▸ Tasks to carry out
a: List every person the passage on Champagne Barons de Rothschild names by name.
b: Return word for word the part of the passage on Champagne Barons de Rothschild that starts at the words "Among the recent" and ends after the words "Pasternak Wine Imports.".

Why Champagne? Start with the fact that they all love it. Secondly, with its emphasis both on terroir and blending in creating wine of the highest quality, Champagne parallels Bordeaux, an established area of Rothschild expertise. Upon this foundation, the family aimed to ensure that the wine fit seamlessly into the Champagne tradition and community, and reflected the family’s motto, represented by the coat of arms on the bottles reading “Concordia—Industria—Integritas.”
Development of Champagne Barons de Rothschild began, quite naturally in the vineyards, and with a clear vision of house style. The family teamed with growers in Côtes des Blancs and Montagne de Reims, securing fruit exclusively from Premier Cru and Grand Cru rated vineyards. The grape sourcing coincided with the decision to make a Chardonnay-driven house style; while only 28% of the total vineyard acreage in Champagne, the family’s cuvées each contain 60% or more of Chardonnay—widely acknowledged as the varietal heart of the region’s most elegant wines.
Other keys to ensuring top quality from the very start: for purity of character, an extremely low dosage—between 5 and 8 grams/liter of sugar (most houses use 10 grams or more); an unusually high percentage (40%) of reserve wines; and long aging in bottle—about four years, including four to nine months after disgorgement. Specially selected yeasts, small fermentation tanks (30 and 60 hl capacity as opposed to the 200-300 hl norm) and a dedicated operation just for the Verzenay red wine used in blending of the rosé also speak to the meticulous production process.
While Philippe Sereys de Rothschild (son of Philippine) has assumed the role of the family’s Champagne spokesperson, to ensure that the project maximized resources and achieved their exceptional goals, the family hired two industry veterans to oversee day-to-day operations. Frédéric Mairesse, the managing director, previously worked at Domaines Paul Jaboulet Aîné in the Rhône, at Ch. La Lagune in Bordeaux and for a dozen years at leading Champagne houses. Jean-Philippe Moulin, chief winemaker, was previously the cellar master at Perrier-Jouët, Mumm and Ruinart.
Among the recent tasks undertaken by Mairesse is the establishment of the brand’s headquarters in Reims (which, fittingly, has been furnished with items contributed by each family branch) and a guest house by the production facility in Montagne de Reims. His greatest challenge ahead will be to guide the trickle of bottles to a global market, and gauging the optimum retail, restaurant and resort outlets. Here in the U.S., distribution is being handled exclusively by Pasternak Wine Imports.

▸ Extracted information
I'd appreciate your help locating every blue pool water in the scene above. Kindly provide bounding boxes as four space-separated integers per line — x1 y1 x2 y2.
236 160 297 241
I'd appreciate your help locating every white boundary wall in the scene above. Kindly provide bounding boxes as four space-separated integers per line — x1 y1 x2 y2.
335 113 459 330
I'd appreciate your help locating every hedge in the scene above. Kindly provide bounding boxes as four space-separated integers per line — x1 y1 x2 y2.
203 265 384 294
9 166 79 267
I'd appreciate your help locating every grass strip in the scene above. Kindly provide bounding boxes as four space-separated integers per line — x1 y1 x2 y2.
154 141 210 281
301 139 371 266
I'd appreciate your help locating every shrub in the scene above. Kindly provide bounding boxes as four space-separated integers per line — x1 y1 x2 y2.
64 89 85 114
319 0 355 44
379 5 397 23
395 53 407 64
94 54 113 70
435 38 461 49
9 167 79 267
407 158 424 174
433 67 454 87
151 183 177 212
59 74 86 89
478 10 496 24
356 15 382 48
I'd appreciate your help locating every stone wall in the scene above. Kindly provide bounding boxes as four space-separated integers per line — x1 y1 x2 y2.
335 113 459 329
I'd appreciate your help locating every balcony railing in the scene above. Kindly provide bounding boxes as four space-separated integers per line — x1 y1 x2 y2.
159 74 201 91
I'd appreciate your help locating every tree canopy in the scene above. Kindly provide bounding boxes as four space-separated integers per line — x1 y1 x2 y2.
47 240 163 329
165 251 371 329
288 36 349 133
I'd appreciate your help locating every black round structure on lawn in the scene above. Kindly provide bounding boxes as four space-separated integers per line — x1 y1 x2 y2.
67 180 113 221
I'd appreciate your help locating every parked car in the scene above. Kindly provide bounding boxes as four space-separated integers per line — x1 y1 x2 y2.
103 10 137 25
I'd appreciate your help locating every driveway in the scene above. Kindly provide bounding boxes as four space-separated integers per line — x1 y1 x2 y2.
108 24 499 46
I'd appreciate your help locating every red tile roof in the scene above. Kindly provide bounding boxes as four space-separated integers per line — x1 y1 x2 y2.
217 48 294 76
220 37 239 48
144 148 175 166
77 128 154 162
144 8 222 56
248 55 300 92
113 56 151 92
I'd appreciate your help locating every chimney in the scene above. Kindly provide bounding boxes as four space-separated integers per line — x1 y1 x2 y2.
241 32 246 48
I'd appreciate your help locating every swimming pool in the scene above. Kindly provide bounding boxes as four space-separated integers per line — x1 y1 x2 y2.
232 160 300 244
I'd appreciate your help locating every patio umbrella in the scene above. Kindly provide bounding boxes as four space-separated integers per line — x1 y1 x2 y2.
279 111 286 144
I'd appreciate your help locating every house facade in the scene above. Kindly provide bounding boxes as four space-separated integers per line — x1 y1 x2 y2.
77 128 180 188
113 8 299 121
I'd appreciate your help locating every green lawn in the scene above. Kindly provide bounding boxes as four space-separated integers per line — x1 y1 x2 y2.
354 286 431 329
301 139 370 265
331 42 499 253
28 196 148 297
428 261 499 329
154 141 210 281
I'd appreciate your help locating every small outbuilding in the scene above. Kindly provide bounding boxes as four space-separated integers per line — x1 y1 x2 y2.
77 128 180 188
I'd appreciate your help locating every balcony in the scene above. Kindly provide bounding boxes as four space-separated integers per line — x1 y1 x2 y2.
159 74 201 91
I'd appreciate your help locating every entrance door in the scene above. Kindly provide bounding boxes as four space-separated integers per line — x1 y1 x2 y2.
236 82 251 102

▸ Exercise results
a:
Philippe Sereys de Rothschild
Philippine
Frédéric Mairesse
Jean-Philippe Moulin

b:
Among the recent tasks undertaken by Mairesse is the establishment of the brand’s headquarters in Reims (which, fittingly, has been furnished with items contributed by each family branch) and a guest house by the production facility in Montagne de Reims. His greatest challenge ahead will be to guide the trickle of bottles to a global market, and gauging the optimum retail, restaurant and resort outlets. Here in the U.S., distribution is being handled exclusively by Pasternak Wine Imports.